### WHAT YOU ARE ASKED TO DO:
Print every one of the rows below verbatim, leaving each character unchanged.
——————————
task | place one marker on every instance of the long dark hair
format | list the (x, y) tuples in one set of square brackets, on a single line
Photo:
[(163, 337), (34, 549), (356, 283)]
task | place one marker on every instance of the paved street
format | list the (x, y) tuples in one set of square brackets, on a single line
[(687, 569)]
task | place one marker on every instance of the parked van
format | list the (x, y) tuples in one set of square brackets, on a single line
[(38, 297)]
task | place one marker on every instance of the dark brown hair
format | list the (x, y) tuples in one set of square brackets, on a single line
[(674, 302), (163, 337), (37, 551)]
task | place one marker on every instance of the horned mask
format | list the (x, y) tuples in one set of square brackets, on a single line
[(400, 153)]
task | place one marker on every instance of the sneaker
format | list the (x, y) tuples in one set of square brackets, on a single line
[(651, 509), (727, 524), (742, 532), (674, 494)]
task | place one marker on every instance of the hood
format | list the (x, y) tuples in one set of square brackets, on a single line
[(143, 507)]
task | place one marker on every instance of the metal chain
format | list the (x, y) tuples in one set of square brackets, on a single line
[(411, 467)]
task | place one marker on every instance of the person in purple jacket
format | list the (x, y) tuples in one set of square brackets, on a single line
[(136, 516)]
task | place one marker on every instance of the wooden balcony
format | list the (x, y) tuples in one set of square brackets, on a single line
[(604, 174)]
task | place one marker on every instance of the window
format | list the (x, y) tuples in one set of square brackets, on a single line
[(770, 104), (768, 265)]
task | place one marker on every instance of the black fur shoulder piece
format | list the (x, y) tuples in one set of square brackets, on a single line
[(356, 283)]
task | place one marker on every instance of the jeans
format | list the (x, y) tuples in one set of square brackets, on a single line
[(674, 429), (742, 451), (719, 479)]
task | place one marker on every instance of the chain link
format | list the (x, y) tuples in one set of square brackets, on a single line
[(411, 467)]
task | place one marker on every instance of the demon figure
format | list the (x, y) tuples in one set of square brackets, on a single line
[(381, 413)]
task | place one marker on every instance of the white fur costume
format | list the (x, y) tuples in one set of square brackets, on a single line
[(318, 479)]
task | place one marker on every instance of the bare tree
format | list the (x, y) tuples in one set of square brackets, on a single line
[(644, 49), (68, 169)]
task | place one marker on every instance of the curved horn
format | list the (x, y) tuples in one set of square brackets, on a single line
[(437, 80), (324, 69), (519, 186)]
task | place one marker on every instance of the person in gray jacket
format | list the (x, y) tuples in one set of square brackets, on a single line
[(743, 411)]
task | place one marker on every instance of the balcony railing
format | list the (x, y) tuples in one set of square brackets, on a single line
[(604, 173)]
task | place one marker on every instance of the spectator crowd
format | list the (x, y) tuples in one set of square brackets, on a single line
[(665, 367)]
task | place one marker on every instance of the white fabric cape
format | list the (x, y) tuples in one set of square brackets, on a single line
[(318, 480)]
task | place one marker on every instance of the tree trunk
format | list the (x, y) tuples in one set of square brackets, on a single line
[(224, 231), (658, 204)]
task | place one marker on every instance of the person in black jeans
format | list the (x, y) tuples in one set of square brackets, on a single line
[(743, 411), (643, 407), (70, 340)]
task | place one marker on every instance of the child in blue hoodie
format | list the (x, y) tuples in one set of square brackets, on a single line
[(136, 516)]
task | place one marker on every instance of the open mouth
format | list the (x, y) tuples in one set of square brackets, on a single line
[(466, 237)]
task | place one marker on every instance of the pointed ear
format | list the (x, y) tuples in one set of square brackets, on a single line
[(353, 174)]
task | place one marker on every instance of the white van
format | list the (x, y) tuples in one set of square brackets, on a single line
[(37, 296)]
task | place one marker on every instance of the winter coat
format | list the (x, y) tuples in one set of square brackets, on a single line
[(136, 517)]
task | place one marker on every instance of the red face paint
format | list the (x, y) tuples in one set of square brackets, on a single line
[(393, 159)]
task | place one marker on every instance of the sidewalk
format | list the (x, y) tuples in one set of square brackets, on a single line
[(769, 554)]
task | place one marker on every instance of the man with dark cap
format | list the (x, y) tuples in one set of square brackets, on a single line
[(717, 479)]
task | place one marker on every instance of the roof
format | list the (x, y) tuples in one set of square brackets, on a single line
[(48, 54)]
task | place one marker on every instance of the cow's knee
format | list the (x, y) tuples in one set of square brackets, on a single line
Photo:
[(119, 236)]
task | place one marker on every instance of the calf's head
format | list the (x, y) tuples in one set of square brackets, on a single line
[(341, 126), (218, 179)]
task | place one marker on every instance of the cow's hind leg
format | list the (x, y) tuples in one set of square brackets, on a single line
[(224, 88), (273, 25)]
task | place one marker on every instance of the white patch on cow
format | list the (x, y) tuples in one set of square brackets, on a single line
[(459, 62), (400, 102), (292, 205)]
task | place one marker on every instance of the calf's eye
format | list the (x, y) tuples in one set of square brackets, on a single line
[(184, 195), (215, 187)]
——————————
### ANSWER BELOW:
task | place one marker on every instance of the long dark hair
format | list the (x, y) tuples in one set of square brackets, on a single line
Photo:
[(163, 337), (34, 549), (356, 283)]
task | place one marker on every instance of the paved street
format | list the (x, y) tuples in one set of square brackets, on a single line
[(687, 569)]
task | place one marker on every instance of the parked van
format | list the (x, y) tuples in one set of square brackets, on a single line
[(38, 297)]
task | place one marker on every instance of the dark brown hair
format | list the (x, y) tuples in one set of square brackets, on a single line
[(674, 302), (163, 337), (37, 551)]
task | place one marker on every instance of the horned mask
format | list the (x, y) tuples in one set of square brackets, on a single line
[(400, 153)]
task | place one marker on every instance of the sneaker
format | list the (x, y) tuples in one set of square brackets, on a single line
[(651, 509), (727, 524), (742, 532), (674, 494)]
task | place one marker on every instance of the hood
format | list the (x, y) tuples in one set of square brackets, on a single line
[(143, 507)]
task | place one marker on every instance of the metal chain
format | list the (x, y) tuples in one set of square brackets, on a single line
[(411, 467)]
task | place one marker on every instance of the person in purple jacket
format | list the (x, y) tuples in one set of square brackets, on a single line
[(136, 516)]
task | place one marker on every instance of the wooden balcony
format | list the (x, y) tuples in one set of square brackets, on a single line
[(604, 174)]
task | place one marker on every instance of the window
format | list the (x, y) tuples in one set of square brackets, on a single line
[(770, 104), (768, 265)]
task | place one marker on every instance of the black fur shoulder piece
format | list the (x, y) tuples in one set of square brackets, on a single line
[(356, 283)]
task | place one marker on every instance of the jeans
format | list the (x, y) tuples in one set of square brackets, on a single line
[(674, 429), (742, 451), (719, 479)]
task | place one marker on every instance of the chain link
format | list the (x, y) tuples in one set of square brackets, on a single line
[(411, 467)]
task | place one marker on every instance of the demon figure
format | list the (x, y) tuples in one set of square brackets, on a single line
[(381, 413)]
task | place one marker on every instance of the white fur costume
format | list the (x, y) tuples in one set of square brackets, on a single line
[(318, 479)]
task | place one marker on every instance of the bare tree
format | list the (x, y) tuples in one set of square brackets, on a single line
[(644, 49), (68, 169)]
task | place one marker on every instance of the curved horn
format | list the (x, y) tuples in one set of square brackets, on a single line
[(437, 80), (324, 69), (519, 186)]
task | place one marker on every instance of the person in gray jacket
format | list the (x, y) tuples in one set of square brackets, on a single line
[(743, 411)]
task | place one marker on every instance of the balcony railing
format | list the (x, y) tuples in one set of square brackets, on a single line
[(604, 173)]
task | place one marker on every instance of the spectator crowd
format | list the (x, y) tuples in one set of square brackets, on a single line
[(665, 367)]
task | place one marker on every instance of the white fabric cape
format | list the (x, y) tuples in one set of square brackets, on a single line
[(318, 480)]
task | place one marker on every instance of the tree trunk
format | list the (x, y) tuples in one set of square brackets, on a single line
[(224, 231), (658, 204)]
task | place one marker on every instance of the person in black jeans
format | list the (x, y) tuples in one set of square brackets, on a single line
[(743, 411), (643, 407), (70, 340)]
task | place one marker on every instance of the child in blue hoodie
format | list the (x, y) tuples in one set of square brackets, on a single line
[(136, 516)]
task | place one marker on every instance of the open mouth
format | list the (x, y) tuples in one set of square brackets, on a single line
[(466, 237)]
task | place one marker on every instance of the pointed ear
format | list the (x, y) tuples in one set of square brackets, on a single line
[(353, 174)]
task | place one marker on every instance of the white van
format | list the (x, y) tuples in one set of square brackets, on a single line
[(37, 296)]
task | place one marker on every instance of the winter coat
format | list the (x, y) tuples in one set of square brackets, on a single line
[(136, 517)]
task | place one marker on every instance of the red face paint
format | list the (x, y) tuples in one set of square brackets, on a single line
[(393, 159)]
task | place one marker on every instance of the sidewalk
format | list the (x, y) tuples in one set of square brackets, on a single line
[(769, 554)]
task | place one marker on every instance of the man with dark cap
format | list the (x, y) tuples in one set of square brackets, on a single line
[(717, 479)]
task | place one marker on every instance of the roof
format | list the (x, y) tuples in one set of square brackets, on a single line
[(48, 54)]
task | place one marker on every instance of the cow's knee
format | list the (x, y) tuples in one set of square brackets, on a single line
Photo:
[(119, 236)]
task | place one marker on every instance of the calf's head
format | list the (x, y) tuples in one set of square brackets, on a single line
[(341, 126), (218, 179)]
task | place one marker on every instance of the cow's hind leg
format | list the (x, y) tuples in one set of square brackets, on a single line
[(224, 88), (273, 25)]
task | place one marker on every instance of the white patch on cow
format | list the (x, y) tuples in one set of square brackets, on a single line
[(459, 62), (400, 102), (292, 205)]
task | place one marker on every instance of the calf's eye
format | list the (x, y) tuples in one set of square brackets, on a single line
[(184, 195), (215, 187)]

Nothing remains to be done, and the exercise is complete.